**Document extract**
When Going Along with the Crowd May be Good for Teens

By Jill Suttie | December 3, 2015 | 0 comments

A new study finds that focusing on the group as a teen predicts better health as an adult.

Like many other parents of teens, I worry my kids are too willing to follow the crowd, instead of using their own better judgment.

But a new longitudinal study in Psychological Science should give me—and other teen parents—pause. It suggests that teens who have close friendships and are more focused on following their peer group grow up to be healthier than peers who are loners, or who only pursue self-interest.

Researchers asked close peers of 13 year old participants to assess the quality of their friendship and the degree to which participants demonstrated “allocentrism”—the tendency to place the desires of one’s peers ahead of one’s own goals. 

Later, when participants reached the ages of 25-27, the researchers assessed their overall health. Comparing their teen to their twentysomething selves revealed that higher-quality friendships and higher levels of allocentrism independently predicted better overall physical health at later ages. Even when taking into account other potential contributors to health outcomes—like adult drug use and emotional stability—friendship quality and allocentrism in one’s early teens predicted health in one’s mid-20’s better than the combined effect of one’s body mass index or prior history of serious illness.

This surprised the lead author of the study, Joseph Allen, who is also the principal investigator at the University of Virginia’s Adolescent Research Group.

“We’ve been following peer relationships for years, so we definitely thought they would be important going into the study,” says Allen. “But we had no idea how important peer relationships would be, or that their reach would spread as far as physical health.”

Though finding that allocentrism makes you healthier than being independent may seem counterintuitive to our American way of thinking—we Americans tend to value individuality and going your own way—Allen speculates that allocentrism probably helps decrease chronic stress. According to Allen, evolutionary forces have shaped us to engage with others in ways that will minimize the chances of being ejected from our peer groups—and being more of a follower probably helps decrease social tensions to keep us within our “tribes.”

**Work to do**
1. From the article on teen peer groups, copy out the stretch from "Researchers asked close" through "one’s own goals.".
2. Translate this sentence from the article on teen peer groups into Spanish: "A new study finds that focusing on the group as a teen predicts better health as an adult."

**Records supplied**
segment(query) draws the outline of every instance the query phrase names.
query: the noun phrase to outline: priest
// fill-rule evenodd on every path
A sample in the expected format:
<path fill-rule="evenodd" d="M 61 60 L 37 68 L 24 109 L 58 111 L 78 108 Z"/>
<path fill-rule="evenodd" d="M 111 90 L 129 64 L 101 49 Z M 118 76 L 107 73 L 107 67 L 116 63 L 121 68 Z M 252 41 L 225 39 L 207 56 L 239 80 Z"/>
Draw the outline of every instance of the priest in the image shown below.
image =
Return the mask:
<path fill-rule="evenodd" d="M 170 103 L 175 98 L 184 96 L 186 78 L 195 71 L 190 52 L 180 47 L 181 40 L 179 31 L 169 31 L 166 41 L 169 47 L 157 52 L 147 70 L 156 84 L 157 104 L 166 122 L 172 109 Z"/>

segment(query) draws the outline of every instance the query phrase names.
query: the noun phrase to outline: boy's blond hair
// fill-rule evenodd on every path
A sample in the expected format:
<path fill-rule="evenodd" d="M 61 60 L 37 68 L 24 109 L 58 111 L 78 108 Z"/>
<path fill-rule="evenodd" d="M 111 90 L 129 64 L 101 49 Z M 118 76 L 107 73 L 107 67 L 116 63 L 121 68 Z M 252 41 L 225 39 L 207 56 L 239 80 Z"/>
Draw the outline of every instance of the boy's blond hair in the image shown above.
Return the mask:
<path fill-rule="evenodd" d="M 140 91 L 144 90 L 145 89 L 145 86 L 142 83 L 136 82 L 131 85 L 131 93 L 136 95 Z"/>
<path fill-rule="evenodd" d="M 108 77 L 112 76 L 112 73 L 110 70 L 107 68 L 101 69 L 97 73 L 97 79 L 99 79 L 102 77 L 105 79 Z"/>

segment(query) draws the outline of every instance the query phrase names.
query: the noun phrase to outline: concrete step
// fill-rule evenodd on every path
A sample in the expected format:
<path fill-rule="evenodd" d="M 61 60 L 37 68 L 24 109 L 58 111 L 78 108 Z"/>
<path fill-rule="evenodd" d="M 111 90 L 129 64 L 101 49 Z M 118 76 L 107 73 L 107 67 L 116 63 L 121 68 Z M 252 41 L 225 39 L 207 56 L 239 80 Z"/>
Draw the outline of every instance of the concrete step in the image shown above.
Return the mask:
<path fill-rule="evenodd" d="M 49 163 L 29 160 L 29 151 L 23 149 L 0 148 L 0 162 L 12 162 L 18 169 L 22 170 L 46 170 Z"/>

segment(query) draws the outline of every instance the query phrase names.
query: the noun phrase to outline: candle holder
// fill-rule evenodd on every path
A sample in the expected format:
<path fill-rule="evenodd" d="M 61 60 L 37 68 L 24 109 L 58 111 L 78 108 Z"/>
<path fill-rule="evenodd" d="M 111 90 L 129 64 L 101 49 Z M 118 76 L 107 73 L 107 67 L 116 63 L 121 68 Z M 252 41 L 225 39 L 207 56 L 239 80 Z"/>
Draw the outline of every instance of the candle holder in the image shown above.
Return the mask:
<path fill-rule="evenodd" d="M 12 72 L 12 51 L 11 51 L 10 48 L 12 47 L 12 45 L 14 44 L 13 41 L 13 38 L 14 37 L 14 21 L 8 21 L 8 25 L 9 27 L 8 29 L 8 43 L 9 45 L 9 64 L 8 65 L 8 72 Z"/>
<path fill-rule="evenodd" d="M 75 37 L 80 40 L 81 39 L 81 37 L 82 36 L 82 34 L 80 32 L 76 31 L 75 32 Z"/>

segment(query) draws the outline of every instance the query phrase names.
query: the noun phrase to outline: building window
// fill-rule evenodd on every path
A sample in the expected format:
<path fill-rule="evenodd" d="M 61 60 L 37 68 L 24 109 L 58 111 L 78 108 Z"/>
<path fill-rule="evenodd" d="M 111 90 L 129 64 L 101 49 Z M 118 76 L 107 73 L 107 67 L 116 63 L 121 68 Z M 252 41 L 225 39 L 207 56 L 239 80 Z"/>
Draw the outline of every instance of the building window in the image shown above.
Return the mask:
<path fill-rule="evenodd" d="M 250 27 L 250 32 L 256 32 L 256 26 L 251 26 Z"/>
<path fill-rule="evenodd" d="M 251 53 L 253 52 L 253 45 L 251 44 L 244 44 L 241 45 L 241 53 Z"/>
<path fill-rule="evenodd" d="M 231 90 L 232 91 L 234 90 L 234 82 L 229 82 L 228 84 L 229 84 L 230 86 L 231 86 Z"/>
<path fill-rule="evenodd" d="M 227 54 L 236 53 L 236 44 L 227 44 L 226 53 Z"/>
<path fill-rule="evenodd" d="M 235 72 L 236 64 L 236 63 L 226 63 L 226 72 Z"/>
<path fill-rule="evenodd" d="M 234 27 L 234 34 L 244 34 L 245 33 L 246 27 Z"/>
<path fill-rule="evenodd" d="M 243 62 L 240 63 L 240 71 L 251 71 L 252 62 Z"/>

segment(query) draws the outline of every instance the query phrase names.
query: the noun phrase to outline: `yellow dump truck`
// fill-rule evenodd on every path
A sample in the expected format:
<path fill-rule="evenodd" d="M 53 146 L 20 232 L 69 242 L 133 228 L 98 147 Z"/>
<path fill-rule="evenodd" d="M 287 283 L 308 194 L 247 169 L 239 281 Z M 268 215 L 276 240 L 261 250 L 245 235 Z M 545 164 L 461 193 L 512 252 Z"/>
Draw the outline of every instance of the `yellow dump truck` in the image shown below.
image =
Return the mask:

**Responses to the tasks**
1.
Researchers asked close peers of 13 year old participants to assess the quality of their friendship and the degree to which participants demonstrated “allocentrism”—the tendency to place the desires of one’s peers ahead of one’s own goals.

2. Un nuevo estudio concluye que centrarse en el grupo durante la adolescencia predice una mejor salud en la edad adulta.